··· RECORDS PROVIDED

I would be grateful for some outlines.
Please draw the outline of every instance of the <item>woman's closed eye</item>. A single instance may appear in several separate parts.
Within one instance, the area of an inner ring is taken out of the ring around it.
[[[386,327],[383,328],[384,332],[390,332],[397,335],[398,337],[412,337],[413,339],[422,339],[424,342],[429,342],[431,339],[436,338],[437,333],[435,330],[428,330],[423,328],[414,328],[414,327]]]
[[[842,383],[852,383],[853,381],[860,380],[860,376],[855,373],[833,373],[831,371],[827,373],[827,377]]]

······

• **TASK**: All lines in the listing above should be written out again exactly.

• **EXERCISE RESULT**:
I would be grateful for some outlines.
Please draw the outline of every instance of the <item>woman's closed eye</item>. A single instance may appear in several separate parts.
Within one instance, the area of an inner ring is taken out of the ring around it.
[[[386,327],[383,328],[384,332],[390,332],[397,335],[398,337],[412,337],[413,339],[422,339],[424,342],[429,342],[431,339],[436,338],[437,333],[435,330],[428,330],[423,328],[414,328],[414,327]]]
[[[842,383],[852,383],[853,381],[860,380],[860,376],[855,373],[833,373],[831,371],[827,373],[827,377]]]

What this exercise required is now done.